Stated exercise:
Rewrite the stretch of the Brinker earnings note from "Brinker reported earnings" through "print of +3.0%.", putting "comparable sales" wherever "same-store sales" appears.

Document passage:
+ + + + + + +
EAT: RISING ABOVE AND TAKING SHARE

04/27/11 02:21PM EDT

Brinker reported a great quarter this morning which exceeded consensus expectations.  I think I have been one of, if not the most bullish analysts on this name yet Chili’s reported comps still beat my expectations also.

Brinker reported earnings this morning and reported diluted EPS of $0.46 came in slightly above consensus at $0.45.  EPS from continuing items came in at $0.45 cents, 22% higher than 3QFY10.  Chili’s company-owned same-store sales declined -0.7% during 1Q, on a calendar/53 week-adjusted basis.  The reported comp was -0.3%.  Consensus was anticipating a decline of -1.2%.  At Maggiano’s, company-owned same-store sales grew +4.1% during 1Q, on a calendar/53 week-adjusted basis.  The reported comp was +3.4%.  Consensus was anticipating a print of +3.0%.

Guidance for 4QFY11 may have been somewhat of a disappointment, given that consensus is at the high end of the range, but looking past the fourth quarter, the direction of the business is positive.
+ + + + + + +
Information shown:
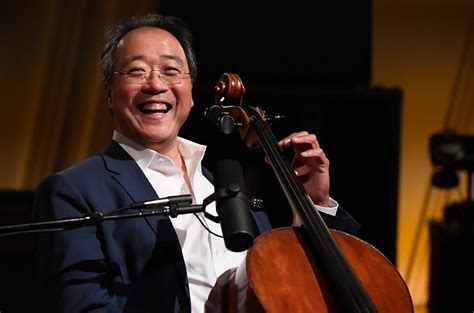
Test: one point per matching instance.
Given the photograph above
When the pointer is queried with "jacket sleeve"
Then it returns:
(72, 270)
(343, 221)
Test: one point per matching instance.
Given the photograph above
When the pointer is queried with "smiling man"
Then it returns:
(149, 264)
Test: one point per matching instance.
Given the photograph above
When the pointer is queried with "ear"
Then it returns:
(109, 97)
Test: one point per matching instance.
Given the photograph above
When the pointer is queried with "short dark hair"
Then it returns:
(174, 25)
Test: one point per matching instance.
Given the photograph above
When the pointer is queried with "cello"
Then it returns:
(309, 268)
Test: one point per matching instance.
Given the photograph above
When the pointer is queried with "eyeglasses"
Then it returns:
(141, 76)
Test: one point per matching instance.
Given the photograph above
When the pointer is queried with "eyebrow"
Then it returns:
(164, 56)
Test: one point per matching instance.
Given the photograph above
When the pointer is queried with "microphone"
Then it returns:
(180, 199)
(233, 208)
(217, 116)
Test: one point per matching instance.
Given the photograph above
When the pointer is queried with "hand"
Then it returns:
(310, 165)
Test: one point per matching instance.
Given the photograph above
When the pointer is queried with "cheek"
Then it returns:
(120, 97)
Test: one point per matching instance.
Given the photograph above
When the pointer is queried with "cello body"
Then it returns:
(309, 268)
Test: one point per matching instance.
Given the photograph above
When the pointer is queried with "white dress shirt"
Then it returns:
(205, 255)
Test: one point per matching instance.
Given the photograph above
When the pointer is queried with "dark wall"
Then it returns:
(327, 43)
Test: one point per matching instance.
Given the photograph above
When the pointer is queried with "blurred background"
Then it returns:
(386, 85)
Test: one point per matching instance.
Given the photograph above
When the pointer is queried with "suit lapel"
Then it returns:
(127, 173)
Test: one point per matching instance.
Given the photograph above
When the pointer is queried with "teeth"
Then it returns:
(154, 106)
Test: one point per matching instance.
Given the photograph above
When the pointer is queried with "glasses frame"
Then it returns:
(146, 76)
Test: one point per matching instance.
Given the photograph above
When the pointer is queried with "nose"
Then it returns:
(154, 84)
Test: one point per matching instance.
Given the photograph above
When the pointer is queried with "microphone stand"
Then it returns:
(170, 206)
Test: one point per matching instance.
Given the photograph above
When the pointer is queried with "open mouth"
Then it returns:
(154, 107)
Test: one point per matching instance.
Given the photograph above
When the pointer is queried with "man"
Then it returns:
(153, 264)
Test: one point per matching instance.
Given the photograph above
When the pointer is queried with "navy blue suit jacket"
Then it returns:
(129, 265)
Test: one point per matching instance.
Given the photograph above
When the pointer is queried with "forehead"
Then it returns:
(149, 44)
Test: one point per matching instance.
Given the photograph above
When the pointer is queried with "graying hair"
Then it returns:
(174, 25)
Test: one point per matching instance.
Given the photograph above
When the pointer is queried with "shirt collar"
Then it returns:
(191, 152)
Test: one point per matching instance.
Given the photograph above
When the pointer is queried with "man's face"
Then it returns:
(150, 113)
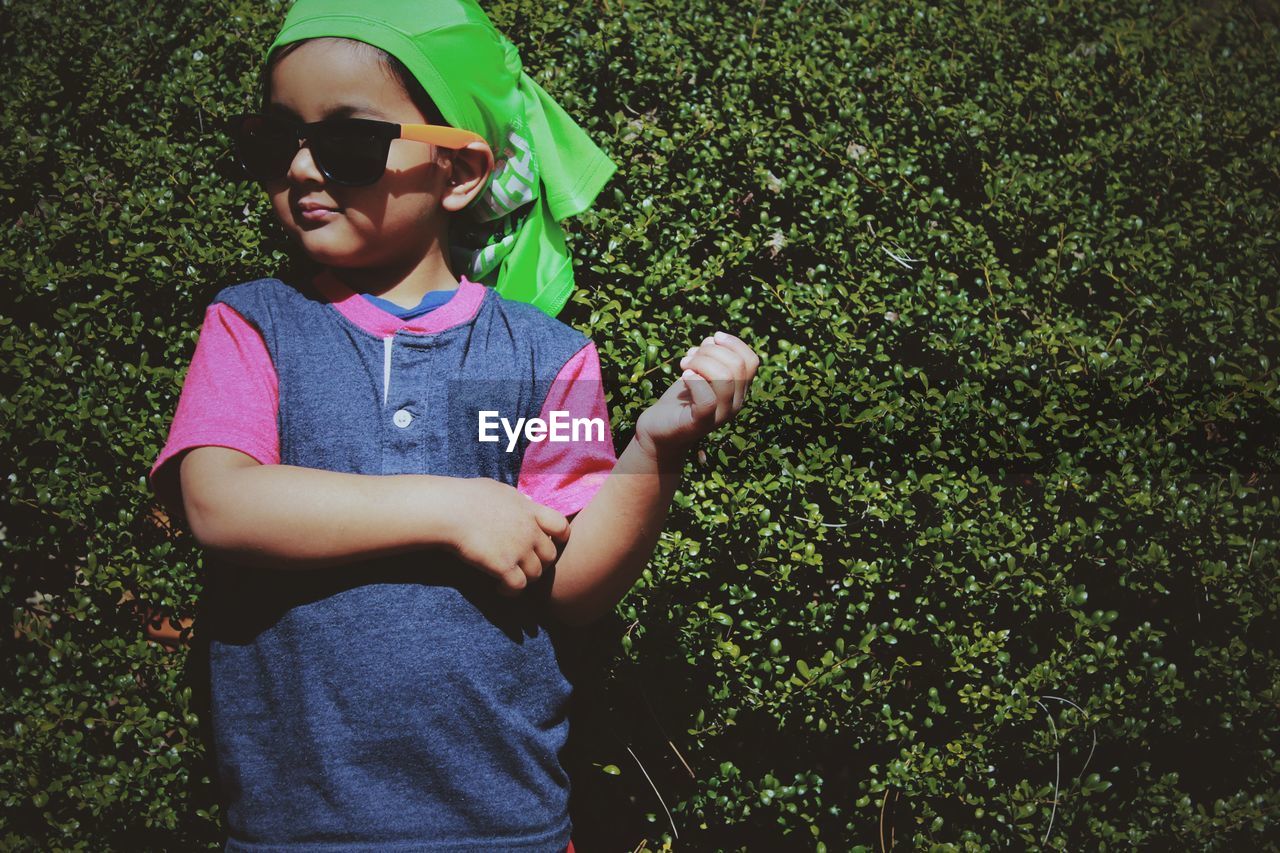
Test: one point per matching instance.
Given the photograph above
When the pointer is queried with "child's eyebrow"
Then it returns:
(343, 110)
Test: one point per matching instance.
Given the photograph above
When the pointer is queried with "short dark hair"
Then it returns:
(391, 64)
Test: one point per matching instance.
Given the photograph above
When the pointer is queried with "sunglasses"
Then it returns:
(348, 151)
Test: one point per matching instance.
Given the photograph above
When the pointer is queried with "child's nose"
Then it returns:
(304, 165)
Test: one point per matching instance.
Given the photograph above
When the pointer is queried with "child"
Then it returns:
(384, 587)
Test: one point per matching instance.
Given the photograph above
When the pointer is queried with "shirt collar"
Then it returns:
(460, 309)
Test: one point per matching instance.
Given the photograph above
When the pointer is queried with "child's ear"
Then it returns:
(469, 172)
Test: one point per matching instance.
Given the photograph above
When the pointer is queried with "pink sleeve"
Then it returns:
(229, 398)
(565, 475)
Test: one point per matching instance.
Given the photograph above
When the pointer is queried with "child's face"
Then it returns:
(402, 217)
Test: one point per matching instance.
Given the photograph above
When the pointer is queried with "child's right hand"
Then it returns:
(504, 533)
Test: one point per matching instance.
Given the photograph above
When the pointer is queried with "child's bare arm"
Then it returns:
(615, 534)
(302, 518)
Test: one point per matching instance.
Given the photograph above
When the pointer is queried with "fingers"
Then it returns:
(553, 524)
(727, 365)
(545, 550)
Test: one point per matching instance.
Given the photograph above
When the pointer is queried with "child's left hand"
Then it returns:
(708, 393)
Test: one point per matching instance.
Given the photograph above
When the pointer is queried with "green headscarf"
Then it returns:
(545, 167)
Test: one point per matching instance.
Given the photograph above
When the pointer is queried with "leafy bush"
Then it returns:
(988, 559)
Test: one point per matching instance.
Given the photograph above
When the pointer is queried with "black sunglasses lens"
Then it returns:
(350, 155)
(343, 153)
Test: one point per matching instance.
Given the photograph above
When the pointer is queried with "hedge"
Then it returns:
(988, 560)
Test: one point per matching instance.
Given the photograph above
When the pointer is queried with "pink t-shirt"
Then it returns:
(231, 398)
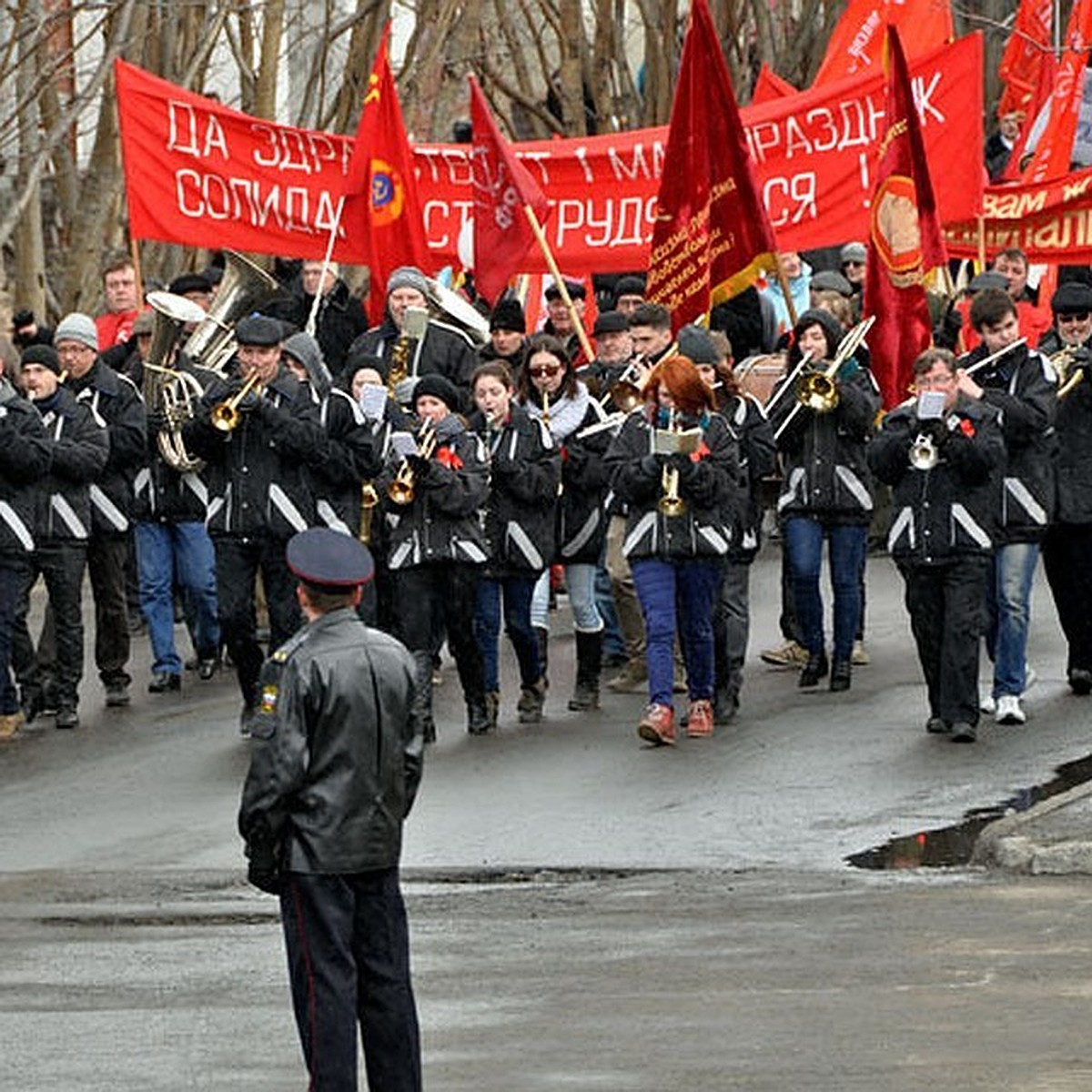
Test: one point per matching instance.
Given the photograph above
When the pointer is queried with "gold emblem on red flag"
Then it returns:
(895, 228)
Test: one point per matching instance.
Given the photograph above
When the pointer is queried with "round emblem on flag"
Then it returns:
(895, 230)
(388, 195)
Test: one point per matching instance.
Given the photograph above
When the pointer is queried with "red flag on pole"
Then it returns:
(905, 239)
(713, 234)
(502, 190)
(381, 178)
(857, 38)
(1057, 146)
(1026, 53)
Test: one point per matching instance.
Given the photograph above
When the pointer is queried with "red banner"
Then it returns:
(713, 236)
(905, 241)
(1049, 223)
(201, 174)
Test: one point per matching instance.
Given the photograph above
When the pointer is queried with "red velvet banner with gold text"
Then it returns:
(201, 174)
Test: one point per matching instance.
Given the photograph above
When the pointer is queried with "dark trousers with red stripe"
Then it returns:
(349, 961)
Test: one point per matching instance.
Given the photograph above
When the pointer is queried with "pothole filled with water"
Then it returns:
(950, 846)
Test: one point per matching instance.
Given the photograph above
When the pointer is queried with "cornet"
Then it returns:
(225, 416)
(403, 487)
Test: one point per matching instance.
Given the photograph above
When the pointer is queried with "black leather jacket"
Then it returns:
(338, 749)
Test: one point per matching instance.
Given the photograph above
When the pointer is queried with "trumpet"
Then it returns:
(923, 452)
(225, 416)
(403, 487)
(671, 503)
(369, 498)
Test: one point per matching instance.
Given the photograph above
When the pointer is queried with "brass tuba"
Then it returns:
(244, 288)
(172, 392)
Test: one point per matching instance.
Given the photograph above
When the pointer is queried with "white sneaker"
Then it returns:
(1009, 711)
+ + + + + + +
The output:
Brinker reported earnings this morning and reported diluted EPS of $0.46 came in slightly above consensus at $0.45.  EPS from continuing items came in at $0.45 cents, 22% higher than 3QFY10.  Chili’s company-owned comparable sales declined -0.7% during 1Q, on a calendar/53 week-adjusted basis.  The reported comp was -0.3%.  Consensus was anticipating a decline of -1.2%.  At Maggiano’s, company-owned comparable sales grew +4.1% during 1Q, on a calendar/53 week-adjusted basis.  The reported comp was +3.4%.  Consensus was anticipating a print of +3.0%.